List of tasks:
(1) In the Heartland driving text, why does the writer say much of what was seen went unphotographed? Answer in one to three sentences.
(2) Turn the paragraph of the Heartland driving text that begins "Birds dance atop fields of corn" into a short bulleted list of the birds it names, keeping the detail given for each.

Text block:
As I sort photos for a newspaper story… it seems a good time to share the random thoughts and images recorded while driving through America’s Heartland from deadline to deadline the last few summers. Much of it, the things I see, but don’t have time to stop for picturing, as I’m always running late for the next deadline. Feel the copious doses of Vitamin D, long days, warm sunshine, rural lands…
Birds of flight soar between tufts of congregating clouds. Snowy white egrets glow sunset silver above crystal blue lakes… Appearing out of nowhere, they punctuate the landscape and reflect the vivid sky.
Working metal parked by barns take on the rust red hue.
Birds dance atop fields of corn … a burst of orange Tanager, brilliant Blue Bird, the acrobatic, ever-present Swallows, A woodpecker’s crisp white-wing slices the air…
and swallow-like … the sweeps and turns of the yellow crop-duster — left side, right side. Now you see him. Now you don’t.
Sunlight plays off green waves of midseason soybean.
Corn, gold-fringe tasseled under the brilliant moon.
Tractors on a mission up and down the road… Everyone waves.

Material:
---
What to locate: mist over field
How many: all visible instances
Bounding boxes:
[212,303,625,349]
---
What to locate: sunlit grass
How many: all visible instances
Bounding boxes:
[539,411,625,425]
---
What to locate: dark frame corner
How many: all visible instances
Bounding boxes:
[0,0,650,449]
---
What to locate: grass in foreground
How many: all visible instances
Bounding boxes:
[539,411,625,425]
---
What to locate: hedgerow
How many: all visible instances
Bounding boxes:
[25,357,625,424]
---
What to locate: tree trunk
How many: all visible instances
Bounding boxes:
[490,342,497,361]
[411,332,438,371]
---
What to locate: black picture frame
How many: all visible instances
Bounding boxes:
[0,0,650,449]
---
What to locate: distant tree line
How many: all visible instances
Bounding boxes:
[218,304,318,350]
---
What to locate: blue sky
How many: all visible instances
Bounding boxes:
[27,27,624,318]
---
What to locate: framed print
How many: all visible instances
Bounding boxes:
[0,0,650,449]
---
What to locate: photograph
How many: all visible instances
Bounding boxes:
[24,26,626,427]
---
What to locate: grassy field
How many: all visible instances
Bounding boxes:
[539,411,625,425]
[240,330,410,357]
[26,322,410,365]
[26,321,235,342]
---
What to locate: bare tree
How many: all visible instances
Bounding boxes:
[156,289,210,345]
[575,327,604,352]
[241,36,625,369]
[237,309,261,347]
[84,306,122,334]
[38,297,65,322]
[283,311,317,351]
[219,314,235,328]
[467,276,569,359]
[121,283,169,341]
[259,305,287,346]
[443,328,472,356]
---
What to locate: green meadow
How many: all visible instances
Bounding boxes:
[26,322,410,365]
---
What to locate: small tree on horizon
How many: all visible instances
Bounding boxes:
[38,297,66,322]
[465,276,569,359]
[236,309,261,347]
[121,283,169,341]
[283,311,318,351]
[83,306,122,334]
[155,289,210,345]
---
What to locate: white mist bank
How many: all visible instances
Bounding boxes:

Final results:
(1) The writer was always running late for the next deadline. That left no time to stop and take pictures of many of the things seen while driving.

(2)
Birds dancing atop the cornfields:
- a Tanager, a burst of orange
- a brilliant Blue Bird
- Swallows, acrobatic and ever-present
- a woodpecker, its crisp white wing slicing the air